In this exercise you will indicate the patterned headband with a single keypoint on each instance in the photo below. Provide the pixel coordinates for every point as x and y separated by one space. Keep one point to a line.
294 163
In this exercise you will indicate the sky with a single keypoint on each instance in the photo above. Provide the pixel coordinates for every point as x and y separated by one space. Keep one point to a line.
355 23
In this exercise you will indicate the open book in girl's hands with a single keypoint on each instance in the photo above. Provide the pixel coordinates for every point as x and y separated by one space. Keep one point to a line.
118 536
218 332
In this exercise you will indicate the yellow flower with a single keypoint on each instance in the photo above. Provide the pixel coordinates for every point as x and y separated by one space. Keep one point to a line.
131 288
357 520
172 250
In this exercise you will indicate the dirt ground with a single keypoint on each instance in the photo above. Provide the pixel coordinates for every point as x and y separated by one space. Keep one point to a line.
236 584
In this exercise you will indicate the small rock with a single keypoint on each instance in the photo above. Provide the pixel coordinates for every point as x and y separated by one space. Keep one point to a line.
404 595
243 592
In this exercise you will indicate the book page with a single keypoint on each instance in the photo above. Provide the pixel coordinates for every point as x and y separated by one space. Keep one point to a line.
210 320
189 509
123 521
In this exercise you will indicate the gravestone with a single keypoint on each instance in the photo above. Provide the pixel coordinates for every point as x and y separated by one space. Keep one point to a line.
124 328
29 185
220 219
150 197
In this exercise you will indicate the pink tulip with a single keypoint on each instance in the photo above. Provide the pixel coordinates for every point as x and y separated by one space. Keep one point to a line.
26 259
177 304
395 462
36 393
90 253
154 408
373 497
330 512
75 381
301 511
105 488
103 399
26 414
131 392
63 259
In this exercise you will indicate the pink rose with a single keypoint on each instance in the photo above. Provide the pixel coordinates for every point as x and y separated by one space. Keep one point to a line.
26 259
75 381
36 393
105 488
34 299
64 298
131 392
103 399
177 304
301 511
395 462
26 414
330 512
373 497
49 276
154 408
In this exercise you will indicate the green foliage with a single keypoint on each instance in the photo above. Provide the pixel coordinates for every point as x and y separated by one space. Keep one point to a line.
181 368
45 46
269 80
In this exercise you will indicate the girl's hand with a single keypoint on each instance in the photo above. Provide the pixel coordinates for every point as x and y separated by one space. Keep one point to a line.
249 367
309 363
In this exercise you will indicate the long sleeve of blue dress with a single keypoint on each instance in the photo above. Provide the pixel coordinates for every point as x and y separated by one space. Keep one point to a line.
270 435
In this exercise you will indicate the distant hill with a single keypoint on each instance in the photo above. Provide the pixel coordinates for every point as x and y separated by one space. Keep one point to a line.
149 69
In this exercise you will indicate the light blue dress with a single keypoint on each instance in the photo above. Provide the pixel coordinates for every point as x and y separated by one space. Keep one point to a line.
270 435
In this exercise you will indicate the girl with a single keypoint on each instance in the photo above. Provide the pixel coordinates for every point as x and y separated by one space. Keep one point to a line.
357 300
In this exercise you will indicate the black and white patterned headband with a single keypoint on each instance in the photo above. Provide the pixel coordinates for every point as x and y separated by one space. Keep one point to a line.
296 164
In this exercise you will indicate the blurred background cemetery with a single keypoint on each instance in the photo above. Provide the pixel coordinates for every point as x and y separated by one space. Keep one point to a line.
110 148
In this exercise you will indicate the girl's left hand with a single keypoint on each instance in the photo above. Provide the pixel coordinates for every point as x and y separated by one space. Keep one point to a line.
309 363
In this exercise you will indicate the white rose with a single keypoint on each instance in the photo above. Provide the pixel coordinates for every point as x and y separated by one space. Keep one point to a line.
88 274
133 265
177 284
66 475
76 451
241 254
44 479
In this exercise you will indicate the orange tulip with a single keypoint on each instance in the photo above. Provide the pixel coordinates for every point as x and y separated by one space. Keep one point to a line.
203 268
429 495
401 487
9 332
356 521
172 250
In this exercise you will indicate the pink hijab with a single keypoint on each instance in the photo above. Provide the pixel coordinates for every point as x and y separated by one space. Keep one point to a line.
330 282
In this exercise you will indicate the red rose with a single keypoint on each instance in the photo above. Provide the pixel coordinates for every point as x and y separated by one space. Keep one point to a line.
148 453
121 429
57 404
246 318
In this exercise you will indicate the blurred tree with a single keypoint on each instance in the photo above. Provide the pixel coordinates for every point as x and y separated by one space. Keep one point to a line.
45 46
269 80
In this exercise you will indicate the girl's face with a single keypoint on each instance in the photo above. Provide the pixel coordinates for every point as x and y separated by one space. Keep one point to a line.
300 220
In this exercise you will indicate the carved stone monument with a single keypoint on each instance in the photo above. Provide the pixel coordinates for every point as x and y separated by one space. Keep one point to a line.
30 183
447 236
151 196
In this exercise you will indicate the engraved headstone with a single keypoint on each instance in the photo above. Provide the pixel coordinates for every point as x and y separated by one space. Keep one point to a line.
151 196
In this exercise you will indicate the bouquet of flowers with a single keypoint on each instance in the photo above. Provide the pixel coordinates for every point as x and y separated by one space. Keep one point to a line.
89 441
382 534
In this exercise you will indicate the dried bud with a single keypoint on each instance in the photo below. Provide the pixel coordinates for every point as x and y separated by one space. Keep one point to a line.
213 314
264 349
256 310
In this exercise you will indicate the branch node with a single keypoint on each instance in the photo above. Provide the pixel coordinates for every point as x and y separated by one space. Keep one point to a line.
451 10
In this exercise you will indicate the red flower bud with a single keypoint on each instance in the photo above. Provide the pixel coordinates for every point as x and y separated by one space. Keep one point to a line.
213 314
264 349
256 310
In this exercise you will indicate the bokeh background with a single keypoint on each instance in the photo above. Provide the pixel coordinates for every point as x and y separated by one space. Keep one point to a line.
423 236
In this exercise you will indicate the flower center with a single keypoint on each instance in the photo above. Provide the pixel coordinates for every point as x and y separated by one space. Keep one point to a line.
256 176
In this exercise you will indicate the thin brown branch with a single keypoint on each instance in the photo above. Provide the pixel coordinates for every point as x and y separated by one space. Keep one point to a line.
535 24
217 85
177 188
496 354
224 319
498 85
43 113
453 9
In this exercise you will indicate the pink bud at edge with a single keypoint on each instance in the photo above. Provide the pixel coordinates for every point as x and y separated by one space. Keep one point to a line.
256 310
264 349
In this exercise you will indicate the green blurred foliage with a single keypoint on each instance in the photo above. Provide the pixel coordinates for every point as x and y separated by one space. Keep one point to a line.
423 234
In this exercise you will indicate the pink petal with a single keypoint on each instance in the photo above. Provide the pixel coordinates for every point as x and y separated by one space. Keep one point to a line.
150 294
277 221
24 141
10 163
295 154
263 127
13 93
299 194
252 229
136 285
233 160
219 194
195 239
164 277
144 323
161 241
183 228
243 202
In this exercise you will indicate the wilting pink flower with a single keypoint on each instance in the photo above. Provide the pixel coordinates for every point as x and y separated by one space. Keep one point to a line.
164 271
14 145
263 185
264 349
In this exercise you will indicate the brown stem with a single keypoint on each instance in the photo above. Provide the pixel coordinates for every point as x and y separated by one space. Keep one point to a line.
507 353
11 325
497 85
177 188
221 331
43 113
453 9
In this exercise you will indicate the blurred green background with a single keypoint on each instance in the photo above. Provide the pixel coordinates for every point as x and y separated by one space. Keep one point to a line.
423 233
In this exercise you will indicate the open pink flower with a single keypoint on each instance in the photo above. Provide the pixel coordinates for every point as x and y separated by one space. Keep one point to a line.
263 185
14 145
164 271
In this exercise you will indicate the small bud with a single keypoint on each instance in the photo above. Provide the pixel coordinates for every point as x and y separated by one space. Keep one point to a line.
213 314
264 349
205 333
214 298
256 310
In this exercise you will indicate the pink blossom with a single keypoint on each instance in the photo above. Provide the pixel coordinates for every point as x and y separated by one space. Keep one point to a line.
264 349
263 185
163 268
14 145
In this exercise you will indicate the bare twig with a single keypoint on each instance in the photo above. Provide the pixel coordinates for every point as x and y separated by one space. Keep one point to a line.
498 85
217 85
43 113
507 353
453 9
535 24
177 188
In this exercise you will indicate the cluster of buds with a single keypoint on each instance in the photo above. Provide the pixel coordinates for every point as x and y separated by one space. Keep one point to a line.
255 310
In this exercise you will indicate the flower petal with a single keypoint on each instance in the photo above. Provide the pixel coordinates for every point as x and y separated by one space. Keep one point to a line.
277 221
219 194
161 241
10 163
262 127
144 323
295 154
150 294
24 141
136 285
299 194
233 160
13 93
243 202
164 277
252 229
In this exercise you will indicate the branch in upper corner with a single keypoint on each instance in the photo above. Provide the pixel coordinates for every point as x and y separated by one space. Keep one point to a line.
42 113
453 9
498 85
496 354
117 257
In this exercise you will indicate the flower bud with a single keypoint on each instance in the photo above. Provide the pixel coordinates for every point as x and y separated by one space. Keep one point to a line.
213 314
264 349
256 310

=-=-=-=-=

Task objective> From the line containing "In this exercise you will indicate the flower petal" to the last line of the material, please quote every line exactly and only those.

Reply to the task>
In this exercise you will indicate the flower petal with a single keypoint on each instance in the photo above. Provide the pixel coordinates for every point as x and y separated by one space. Keep one point to a line.
277 221
219 194
161 241
10 163
262 127
144 323
295 154
150 294
24 141
136 285
299 194
233 160
13 93
243 202
164 277
252 229
In this exercise you will indicate the branch in upper corner with a single keypoint on each instance in the photo above. Provide the pixel coordinates for every point as x and y separated by one space. Keep one point to a line.
42 113
453 9
498 85
496 354
117 257
In this exercise you will indicate the flower bud with a single keypoint on each instance in the photo above. Provide the pixel coordinates for every point as x and y separated by one space. Keep one point to a line.
213 314
264 349
256 310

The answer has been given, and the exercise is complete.